§ Work request
Write the next part of the article about doctors who wrote poetry, picking up after its last sentence.

§ Text section

--- START ---

Monday, Jan. 15, 1945

Doctors of Verse

A surprising number of good poets have been doctors, and a surprising number of good doctors have been fair (or entertainingly poor) poets. These two facts are demonstrated by an anthology of verse by doctors, Poet Physicians (C. C. Thomas, $5), published last week.

Almost everyone who has read The Chambered Nautilus knows that the elder Oliver Wendell Holmes was a doctor. But not many know or remember that John Keats, Oliver Goldsmith, Friedrich Schiller, Tobias Smollett, George Crabbe, Robert Bridges, Francis Thompson, and Lieut. Colonel John McCrae (In Flanders Fields) were also medical men. So was Thomas Dunn English, the man who wrote Ben Bolt. Most of these writers were doctors only incidentally, and almost none of their poems in the anthology refer to medicine (exception: Holmes's The Morning Visit).

--- END ---

§ Data

--- START ---

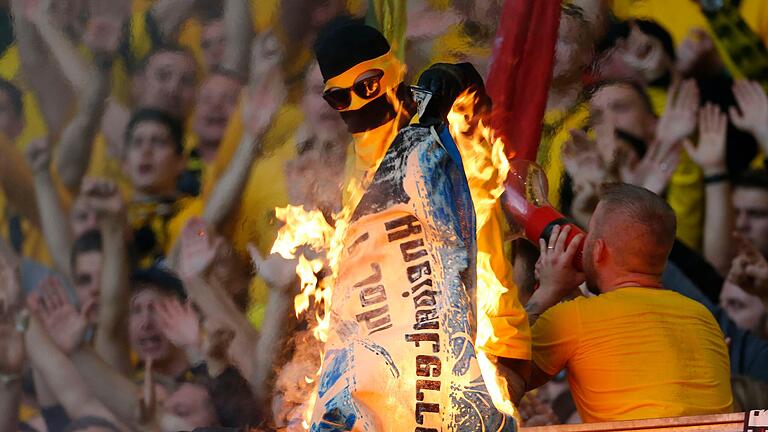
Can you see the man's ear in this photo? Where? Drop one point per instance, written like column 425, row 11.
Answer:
column 600, row 251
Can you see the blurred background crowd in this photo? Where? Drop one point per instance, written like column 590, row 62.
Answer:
column 145, row 144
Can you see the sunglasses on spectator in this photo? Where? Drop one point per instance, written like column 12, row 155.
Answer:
column 367, row 86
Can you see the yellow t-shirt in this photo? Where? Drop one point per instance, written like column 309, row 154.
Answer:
column 681, row 16
column 34, row 123
column 254, row 220
column 12, row 225
column 636, row 353
column 686, row 186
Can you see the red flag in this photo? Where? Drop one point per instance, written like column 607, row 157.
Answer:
column 518, row 81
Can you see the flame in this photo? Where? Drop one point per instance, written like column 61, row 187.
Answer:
column 307, row 236
column 486, row 166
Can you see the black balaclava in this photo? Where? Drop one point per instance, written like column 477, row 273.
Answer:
column 346, row 48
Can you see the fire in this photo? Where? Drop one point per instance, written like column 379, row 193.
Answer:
column 307, row 236
column 486, row 166
column 317, row 245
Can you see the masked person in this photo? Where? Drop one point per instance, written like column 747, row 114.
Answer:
column 400, row 353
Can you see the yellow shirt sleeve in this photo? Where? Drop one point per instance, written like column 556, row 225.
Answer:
column 555, row 336
column 10, row 70
column 503, row 328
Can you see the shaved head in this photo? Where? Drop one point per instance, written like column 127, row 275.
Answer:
column 637, row 228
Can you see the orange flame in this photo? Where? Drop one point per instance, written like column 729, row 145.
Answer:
column 486, row 166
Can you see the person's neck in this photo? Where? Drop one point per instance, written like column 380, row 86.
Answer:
column 370, row 146
column 207, row 150
column 564, row 93
column 631, row 280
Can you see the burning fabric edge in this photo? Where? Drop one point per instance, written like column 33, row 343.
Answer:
column 486, row 166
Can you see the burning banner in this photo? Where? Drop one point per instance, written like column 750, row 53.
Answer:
column 398, row 317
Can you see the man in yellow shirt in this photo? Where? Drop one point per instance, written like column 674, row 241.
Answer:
column 635, row 350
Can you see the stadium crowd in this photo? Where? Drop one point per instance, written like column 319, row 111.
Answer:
column 145, row 144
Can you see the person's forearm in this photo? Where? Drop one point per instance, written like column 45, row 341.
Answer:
column 239, row 34
column 118, row 393
column 112, row 336
column 10, row 400
column 69, row 60
column 228, row 190
column 58, row 372
column 74, row 149
column 16, row 181
column 170, row 14
column 718, row 225
column 40, row 72
column 268, row 346
column 58, row 235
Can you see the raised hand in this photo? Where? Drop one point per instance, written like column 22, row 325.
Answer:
column 278, row 272
column 103, row 196
column 654, row 170
column 179, row 323
column 198, row 249
column 557, row 274
column 710, row 153
column 752, row 113
column 679, row 118
column 62, row 321
column 103, row 36
column 39, row 156
column 749, row 269
column 10, row 289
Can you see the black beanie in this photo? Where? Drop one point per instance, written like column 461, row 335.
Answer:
column 345, row 42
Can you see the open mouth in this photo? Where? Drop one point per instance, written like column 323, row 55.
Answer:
column 145, row 168
column 150, row 343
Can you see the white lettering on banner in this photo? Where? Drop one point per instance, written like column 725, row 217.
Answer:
column 373, row 294
column 404, row 229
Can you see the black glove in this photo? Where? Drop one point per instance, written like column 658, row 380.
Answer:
column 446, row 82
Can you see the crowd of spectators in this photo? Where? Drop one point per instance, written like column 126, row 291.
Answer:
column 145, row 144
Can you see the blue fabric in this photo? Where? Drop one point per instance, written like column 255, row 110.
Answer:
column 749, row 354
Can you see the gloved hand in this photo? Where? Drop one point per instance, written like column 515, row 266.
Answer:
column 446, row 82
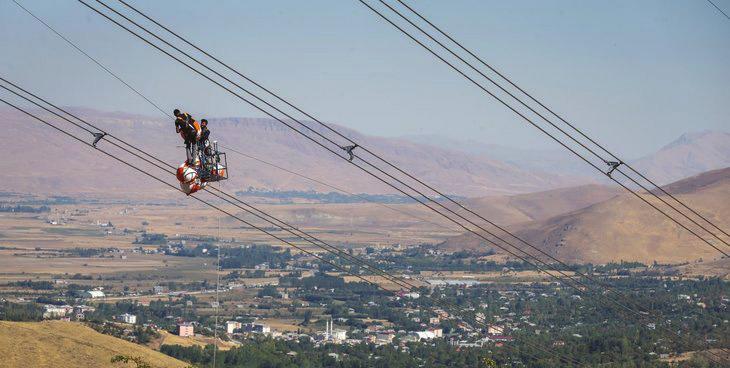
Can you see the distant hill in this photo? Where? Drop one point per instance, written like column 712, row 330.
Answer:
column 55, row 344
column 541, row 205
column 624, row 228
column 690, row 154
column 47, row 162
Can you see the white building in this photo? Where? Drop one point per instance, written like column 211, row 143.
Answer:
column 257, row 328
column 127, row 318
column 54, row 311
column 232, row 326
column 92, row 294
column 332, row 335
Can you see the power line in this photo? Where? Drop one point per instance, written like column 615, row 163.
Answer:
column 552, row 112
column 718, row 9
column 567, row 359
column 326, row 147
column 330, row 149
column 103, row 67
column 337, row 188
column 531, row 122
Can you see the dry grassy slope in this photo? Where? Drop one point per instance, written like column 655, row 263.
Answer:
column 623, row 228
column 537, row 206
column 67, row 345
column 50, row 162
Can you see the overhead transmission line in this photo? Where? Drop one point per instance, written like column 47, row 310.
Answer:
column 718, row 9
column 339, row 154
column 615, row 165
column 166, row 114
column 113, row 141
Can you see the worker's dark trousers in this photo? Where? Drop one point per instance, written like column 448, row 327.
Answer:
column 191, row 150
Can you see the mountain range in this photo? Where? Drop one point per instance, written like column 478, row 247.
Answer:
column 692, row 153
column 623, row 228
column 59, row 165
column 52, row 163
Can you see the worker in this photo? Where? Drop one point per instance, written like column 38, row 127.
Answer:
column 190, row 131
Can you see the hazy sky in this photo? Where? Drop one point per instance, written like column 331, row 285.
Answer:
column 635, row 74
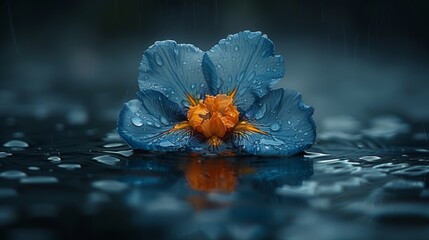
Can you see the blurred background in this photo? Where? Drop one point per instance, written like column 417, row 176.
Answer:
column 79, row 59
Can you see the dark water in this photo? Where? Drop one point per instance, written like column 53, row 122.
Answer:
column 362, row 180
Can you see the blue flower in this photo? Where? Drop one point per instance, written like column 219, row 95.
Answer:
column 216, row 100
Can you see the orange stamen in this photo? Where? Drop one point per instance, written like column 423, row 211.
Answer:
column 213, row 117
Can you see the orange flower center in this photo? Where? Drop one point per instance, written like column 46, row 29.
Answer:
column 213, row 116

--- END ---

§ Response to the exercise
Symptoms In Rhyme. In contrast, the men who were doctors first and poets afterward were very prone to put medicine into verse.

P: The custom of describing symptoms and treatment in verse persisted until books were common; tests in verse were easy to remember. Some 12th-Century medical advice from Italy's School of Salerno:

When mou'd you find yourself to nature's needs, Forbeare them not, 'for that much danger breeds.

P:Some dropsy symptoms from Erasmus Darwin's The Botanic Garden:

, . .Bolster'd with down, amid a thousand wants, Pale Dropsy rears his bloated form, and pants; "Quench me, ye cool pellucid rills," he cries, Wets his parched tongue and rolls his hollow eyes.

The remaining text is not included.